====== EXERCISE INPUT

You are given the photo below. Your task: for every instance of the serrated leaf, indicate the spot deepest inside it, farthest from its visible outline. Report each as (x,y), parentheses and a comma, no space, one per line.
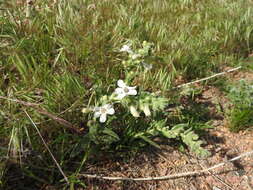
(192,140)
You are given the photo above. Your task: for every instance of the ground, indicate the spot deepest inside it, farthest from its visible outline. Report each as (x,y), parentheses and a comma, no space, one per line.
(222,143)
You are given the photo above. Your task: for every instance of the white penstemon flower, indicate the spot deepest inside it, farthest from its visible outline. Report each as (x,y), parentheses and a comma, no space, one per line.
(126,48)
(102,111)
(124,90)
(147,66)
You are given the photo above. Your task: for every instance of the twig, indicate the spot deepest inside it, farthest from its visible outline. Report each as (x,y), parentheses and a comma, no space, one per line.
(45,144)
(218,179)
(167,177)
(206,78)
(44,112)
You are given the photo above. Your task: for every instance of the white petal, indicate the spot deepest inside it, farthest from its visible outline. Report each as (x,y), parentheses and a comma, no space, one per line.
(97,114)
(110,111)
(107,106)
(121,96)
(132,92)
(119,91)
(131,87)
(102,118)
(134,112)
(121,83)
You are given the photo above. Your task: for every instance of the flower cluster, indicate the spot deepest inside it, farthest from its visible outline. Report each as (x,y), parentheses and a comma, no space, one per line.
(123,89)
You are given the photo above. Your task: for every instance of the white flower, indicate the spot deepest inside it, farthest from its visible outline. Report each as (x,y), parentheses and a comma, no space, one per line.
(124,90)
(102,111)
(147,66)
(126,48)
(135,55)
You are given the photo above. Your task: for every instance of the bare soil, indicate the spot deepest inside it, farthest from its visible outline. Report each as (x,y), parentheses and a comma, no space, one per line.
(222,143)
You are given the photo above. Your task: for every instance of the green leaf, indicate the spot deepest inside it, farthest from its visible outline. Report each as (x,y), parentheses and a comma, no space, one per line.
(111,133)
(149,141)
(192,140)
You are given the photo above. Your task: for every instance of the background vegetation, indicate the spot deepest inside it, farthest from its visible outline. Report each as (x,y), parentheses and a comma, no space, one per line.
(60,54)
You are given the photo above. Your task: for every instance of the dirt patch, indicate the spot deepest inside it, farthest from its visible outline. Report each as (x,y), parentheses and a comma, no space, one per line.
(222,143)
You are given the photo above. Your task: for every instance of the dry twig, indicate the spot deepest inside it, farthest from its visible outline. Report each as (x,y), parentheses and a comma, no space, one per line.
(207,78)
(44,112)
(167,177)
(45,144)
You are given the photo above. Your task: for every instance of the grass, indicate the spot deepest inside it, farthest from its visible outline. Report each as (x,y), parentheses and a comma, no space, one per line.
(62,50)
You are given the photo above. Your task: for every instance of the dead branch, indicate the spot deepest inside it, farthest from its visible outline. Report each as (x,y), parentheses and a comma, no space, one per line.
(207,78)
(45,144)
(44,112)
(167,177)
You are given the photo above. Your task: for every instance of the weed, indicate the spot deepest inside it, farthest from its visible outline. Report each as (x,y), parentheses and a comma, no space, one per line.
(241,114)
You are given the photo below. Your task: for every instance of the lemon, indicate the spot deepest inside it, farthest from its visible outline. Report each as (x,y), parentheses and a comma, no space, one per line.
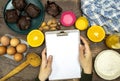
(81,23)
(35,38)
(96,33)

============
====== EXERCISE INPUT

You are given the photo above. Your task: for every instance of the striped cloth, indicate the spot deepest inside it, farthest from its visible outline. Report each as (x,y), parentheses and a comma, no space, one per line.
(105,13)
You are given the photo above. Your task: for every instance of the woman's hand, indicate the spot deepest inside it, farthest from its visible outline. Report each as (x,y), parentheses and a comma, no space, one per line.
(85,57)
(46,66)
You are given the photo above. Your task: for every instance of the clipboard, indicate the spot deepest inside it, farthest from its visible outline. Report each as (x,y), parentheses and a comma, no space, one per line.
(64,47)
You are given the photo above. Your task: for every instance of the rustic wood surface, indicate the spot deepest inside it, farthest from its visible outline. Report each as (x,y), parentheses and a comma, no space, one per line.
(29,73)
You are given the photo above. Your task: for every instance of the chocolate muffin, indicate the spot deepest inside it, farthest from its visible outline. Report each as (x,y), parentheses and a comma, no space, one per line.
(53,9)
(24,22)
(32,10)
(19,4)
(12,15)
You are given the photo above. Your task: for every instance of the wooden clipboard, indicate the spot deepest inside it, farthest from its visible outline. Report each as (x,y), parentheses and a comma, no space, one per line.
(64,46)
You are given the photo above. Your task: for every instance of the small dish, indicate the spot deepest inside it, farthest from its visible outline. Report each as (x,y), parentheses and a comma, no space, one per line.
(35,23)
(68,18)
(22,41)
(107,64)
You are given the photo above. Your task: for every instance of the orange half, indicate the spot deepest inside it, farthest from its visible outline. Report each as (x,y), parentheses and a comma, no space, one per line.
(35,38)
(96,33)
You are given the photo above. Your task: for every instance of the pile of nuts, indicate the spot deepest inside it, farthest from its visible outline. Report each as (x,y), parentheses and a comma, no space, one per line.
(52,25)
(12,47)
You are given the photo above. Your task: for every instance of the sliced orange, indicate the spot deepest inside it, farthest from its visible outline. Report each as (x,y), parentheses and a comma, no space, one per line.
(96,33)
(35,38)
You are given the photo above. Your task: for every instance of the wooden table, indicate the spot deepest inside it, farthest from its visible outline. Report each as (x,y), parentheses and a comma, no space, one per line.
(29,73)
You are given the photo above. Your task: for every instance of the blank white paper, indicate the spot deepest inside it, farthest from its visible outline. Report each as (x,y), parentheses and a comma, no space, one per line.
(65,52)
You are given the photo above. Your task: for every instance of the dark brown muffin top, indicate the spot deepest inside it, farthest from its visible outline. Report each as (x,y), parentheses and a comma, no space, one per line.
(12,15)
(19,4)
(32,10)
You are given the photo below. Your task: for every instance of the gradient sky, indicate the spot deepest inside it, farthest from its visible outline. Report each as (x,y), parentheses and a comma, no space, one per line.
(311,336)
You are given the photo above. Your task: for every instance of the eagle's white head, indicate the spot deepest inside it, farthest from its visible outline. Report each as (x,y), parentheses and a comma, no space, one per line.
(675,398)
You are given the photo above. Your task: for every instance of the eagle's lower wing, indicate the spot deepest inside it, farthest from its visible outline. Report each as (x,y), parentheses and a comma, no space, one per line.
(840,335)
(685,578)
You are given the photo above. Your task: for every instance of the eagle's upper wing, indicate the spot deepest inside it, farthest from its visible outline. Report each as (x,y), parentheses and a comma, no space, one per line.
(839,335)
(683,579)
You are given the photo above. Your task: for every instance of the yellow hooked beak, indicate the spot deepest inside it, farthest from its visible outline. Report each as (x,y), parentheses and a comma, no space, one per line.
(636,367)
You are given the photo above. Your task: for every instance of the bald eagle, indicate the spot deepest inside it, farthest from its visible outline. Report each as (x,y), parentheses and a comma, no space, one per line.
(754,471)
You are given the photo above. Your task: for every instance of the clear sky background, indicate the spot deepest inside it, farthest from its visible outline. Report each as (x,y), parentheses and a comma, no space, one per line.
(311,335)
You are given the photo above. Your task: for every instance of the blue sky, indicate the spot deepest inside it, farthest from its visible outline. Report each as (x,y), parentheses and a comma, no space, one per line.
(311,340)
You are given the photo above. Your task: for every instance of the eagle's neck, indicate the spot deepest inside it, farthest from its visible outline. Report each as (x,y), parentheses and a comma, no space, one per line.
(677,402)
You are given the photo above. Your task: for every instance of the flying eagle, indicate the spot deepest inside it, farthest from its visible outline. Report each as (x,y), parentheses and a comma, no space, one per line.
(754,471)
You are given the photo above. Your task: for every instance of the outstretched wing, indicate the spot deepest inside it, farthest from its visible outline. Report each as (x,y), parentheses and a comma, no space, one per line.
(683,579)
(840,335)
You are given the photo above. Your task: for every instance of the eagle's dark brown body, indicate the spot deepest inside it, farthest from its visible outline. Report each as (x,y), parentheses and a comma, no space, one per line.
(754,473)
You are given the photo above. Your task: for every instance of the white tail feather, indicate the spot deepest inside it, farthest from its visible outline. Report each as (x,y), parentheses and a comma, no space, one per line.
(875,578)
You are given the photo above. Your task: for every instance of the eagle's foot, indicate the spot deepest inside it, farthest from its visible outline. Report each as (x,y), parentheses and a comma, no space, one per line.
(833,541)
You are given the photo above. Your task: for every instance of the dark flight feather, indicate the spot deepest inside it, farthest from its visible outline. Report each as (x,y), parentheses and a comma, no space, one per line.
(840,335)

============
====== EXERCISE INPUT

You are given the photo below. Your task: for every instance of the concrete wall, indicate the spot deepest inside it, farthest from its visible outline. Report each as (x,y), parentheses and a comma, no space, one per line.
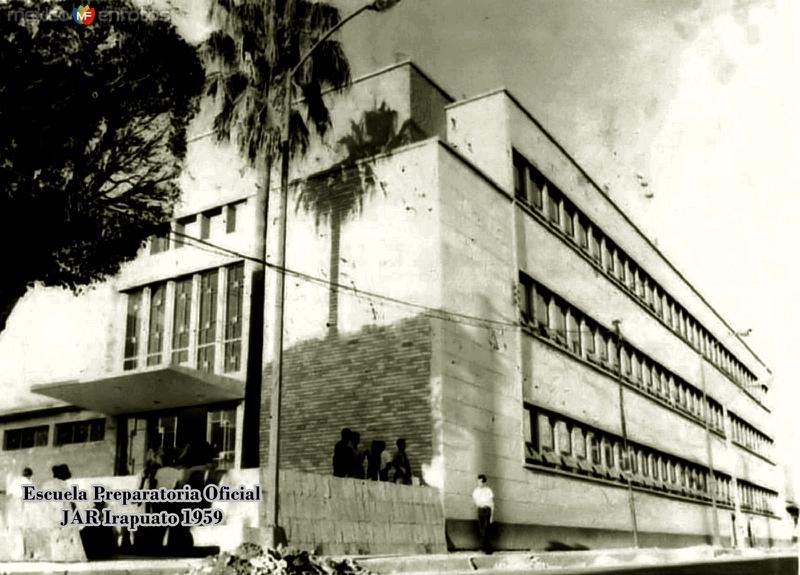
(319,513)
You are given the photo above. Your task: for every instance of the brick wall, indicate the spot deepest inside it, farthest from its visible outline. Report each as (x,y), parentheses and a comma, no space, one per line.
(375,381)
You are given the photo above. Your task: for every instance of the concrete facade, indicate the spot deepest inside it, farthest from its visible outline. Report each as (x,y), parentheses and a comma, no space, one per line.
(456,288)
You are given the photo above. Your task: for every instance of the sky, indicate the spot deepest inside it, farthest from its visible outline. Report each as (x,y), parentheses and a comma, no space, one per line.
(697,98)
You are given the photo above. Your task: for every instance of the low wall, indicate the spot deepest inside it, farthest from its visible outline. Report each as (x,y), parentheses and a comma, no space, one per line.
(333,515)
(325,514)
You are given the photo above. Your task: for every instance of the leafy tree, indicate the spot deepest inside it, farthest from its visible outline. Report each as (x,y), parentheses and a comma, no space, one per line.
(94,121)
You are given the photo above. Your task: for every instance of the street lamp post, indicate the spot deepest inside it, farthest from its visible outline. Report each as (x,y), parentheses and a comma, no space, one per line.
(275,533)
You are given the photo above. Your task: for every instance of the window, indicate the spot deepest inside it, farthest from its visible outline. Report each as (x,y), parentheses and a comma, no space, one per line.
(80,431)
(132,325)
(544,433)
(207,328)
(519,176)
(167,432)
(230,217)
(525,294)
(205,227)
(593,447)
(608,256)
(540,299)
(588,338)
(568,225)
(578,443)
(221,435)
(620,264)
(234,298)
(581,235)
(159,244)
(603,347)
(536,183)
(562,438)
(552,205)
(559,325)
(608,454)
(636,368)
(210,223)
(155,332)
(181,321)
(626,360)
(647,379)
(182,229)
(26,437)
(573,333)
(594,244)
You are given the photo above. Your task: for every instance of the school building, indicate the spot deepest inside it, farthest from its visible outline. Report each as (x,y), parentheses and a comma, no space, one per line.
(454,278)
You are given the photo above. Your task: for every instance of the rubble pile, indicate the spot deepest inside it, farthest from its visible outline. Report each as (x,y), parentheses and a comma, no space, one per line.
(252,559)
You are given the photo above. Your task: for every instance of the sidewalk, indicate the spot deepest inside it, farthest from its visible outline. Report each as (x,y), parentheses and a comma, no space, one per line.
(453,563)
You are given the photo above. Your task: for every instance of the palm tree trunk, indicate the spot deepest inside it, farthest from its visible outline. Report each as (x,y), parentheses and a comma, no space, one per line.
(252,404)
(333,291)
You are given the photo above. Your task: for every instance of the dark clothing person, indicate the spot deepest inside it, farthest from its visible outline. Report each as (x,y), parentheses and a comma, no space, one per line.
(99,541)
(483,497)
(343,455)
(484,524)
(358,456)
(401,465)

============

*TASK BRIEF:* Collect every line of the entries above that contains the string "wall", and list each such line in full. Case counts.

*SOLUTION TO THE PROBLEM:*
You are given the photo below. Your task: for every instance of the concrete wall, indicate the spot deepest inside it, farthest from its visible outline. Report each as (x,y), parentheses and a comma, no space, one per line.
You are given the photo above. Your task: for every instance of the brick wall, indicate the spot deepest inside it, farthest from its visible outline. Report each as (x,y), parentheses and a comma, no space, one per line.
You are given the photo above. Your task: for every instance of the low wall, indicate the spot deepest inside it, farthest from its visible outline. Report each as (x,y), parentheses and a comma, no space, one per line.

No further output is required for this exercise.